*DATASET RECORDS:*
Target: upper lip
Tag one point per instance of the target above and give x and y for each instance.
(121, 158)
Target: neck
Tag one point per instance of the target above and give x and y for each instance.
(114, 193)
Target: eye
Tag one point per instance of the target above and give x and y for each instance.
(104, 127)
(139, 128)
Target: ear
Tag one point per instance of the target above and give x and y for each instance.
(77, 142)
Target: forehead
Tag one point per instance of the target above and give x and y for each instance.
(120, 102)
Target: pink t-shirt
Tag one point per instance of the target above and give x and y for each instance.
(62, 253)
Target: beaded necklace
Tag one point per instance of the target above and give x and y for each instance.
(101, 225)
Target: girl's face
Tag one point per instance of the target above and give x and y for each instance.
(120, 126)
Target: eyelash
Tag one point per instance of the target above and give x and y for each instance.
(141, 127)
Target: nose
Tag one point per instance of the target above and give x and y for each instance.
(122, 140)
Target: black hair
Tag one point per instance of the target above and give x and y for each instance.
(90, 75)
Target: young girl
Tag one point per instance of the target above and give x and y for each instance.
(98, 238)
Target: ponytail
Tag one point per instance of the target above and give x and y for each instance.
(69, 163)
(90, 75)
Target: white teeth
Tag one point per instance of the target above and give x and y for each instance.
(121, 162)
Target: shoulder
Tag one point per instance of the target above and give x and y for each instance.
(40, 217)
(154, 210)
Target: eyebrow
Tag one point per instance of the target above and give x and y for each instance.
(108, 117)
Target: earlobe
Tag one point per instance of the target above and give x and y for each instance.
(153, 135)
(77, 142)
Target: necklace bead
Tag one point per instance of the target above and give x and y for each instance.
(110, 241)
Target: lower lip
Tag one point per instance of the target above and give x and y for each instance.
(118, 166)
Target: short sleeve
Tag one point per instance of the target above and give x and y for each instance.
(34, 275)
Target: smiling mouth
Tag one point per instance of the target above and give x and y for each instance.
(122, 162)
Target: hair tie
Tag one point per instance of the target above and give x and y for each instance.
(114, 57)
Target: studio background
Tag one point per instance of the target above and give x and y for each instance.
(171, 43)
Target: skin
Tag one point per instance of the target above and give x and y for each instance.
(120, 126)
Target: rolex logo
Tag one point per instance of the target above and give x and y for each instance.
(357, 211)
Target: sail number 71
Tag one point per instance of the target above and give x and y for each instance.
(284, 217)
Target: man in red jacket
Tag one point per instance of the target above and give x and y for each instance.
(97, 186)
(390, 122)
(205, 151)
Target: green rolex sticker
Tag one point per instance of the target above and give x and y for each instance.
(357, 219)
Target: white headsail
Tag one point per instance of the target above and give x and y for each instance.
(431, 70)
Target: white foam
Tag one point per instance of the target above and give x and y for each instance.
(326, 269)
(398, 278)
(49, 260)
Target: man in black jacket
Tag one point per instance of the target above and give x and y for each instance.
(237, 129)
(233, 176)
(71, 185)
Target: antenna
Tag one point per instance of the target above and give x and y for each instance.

*EXERCISE:*
Render all of the data above as a JSON list of strings, with one string for each line and blank lines omitted.

*RESULT FOR THIS EXERCISE:*
[
  "Target: upper lip",
  "Tag one point per instance of the target above and give x and y for each instance.",
  "(121, 158)",
  "Target: neck",
  "Tag one point per instance of the target above and give x and y for each instance.",
  "(114, 193)",
  "Target: eye",
  "Tag one point per instance of the target above and give x and y for each instance.",
  "(104, 127)",
  "(139, 128)",
  "Target: ear",
  "Tag one point per instance of the target above and give x and y for each instance.",
  "(77, 142)",
  "Target: forehead",
  "Tag one point per instance of the target above and give x and y for each instance.",
  "(120, 102)",
  "Target: pink t-shirt",
  "Tag one point per instance of the target above and give x and y for each instance.",
  "(62, 253)",
  "Target: beaded necklace",
  "Tag one point per instance of the target above and give x and y for each instance.",
  "(101, 225)",
  "Target: girl's face",
  "Tag one point per instance of the target above and give x and y for each instance.",
  "(120, 126)",
  "Target: eyelash",
  "Tag one point per instance of the target above and give x and y for each instance.",
  "(141, 127)",
  "Target: nose",
  "Tag one point per instance of the target above and give x and y for each instance.",
  "(122, 140)",
  "Target: black hair",
  "Tag one point per instance of the target above and give x and y for each instance.",
  "(90, 75)",
  "Target: young girl",
  "Tag one point per instance of the target above and give x and y for each instance.",
  "(98, 238)",
  "Target: ponytail",
  "Tag one point per instance of the target above and give x and y for each instance.",
  "(69, 163)",
  "(90, 75)",
  "Target: white teeth",
  "Tag one point per instance of the target above and give x and y for each instance.",
  "(121, 162)",
  "Target: shoulder",
  "Tag one point per instance of the target above and give x and y for each instance.",
  "(40, 217)",
  "(154, 210)",
  "Target: eyebrow",
  "Tag one point per instance of the target above and give x and y for each instance.",
  "(108, 117)",
  "Target: earlobe",
  "Tag one point per instance of the target above and give x and y for each instance.",
  "(153, 135)",
  "(77, 142)",
  "Target: necklace bead",
  "Tag one point per instance of the target above and give x and y for each instance.",
  "(110, 241)",
  "Target: lower lip",
  "Tag one point per instance of the target above and give x and y for each instance.",
  "(118, 166)",
  "Target: short sleeve",
  "Tag one point per instance of the target above and give x and y for each instance.",
  "(34, 275)",
  "Target: smiling mouth",
  "Tag one point per instance of the target above and give x and y for each instance.",
  "(122, 162)",
  "Target: hair tie",
  "Tag one point per instance of the target above and give x and y for each instance.",
  "(114, 57)",
  "Target: studio background",
  "Tag one point per instance of the target above and give x and y for each instance.",
  "(171, 43)",
  "Target: skin",
  "Tag one point per instance of the target above and give x and y for each instance.",
  "(120, 126)",
  "Target: rolex logo",
  "Tag one point per instance of the target above and give x and y for each instance.",
  "(357, 211)",
  "Target: sail number 71",
  "Tag one point per instance of the target above and give x and y for each instance.",
  "(284, 217)",
  "Target: man in red jacket",
  "Tag one point per instance of the target above and give x and y for each instance.",
  "(97, 186)",
  "(390, 122)",
  "(205, 151)",
  "Target: green rolex sticker",
  "Tag one point per instance of the target above and give x and y for each instance.",
  "(357, 219)",
  "Target: white headsail",
  "Tag one point per instance of the target above and give x and y for each instance.",
  "(431, 70)",
  "Target: white foam",
  "Tag one point per instance of the target above and give x and y for each instance.",
  "(326, 269)",
  "(398, 278)",
  "(49, 260)",
  "Target: man in black jacket",
  "Tag one point per instance of the target above and give x and y for each instance.",
  "(237, 129)",
  "(233, 176)",
  "(71, 185)",
  "Target: antenna",
  "Tag one point per instance of the target above and give x and y for each instance."
]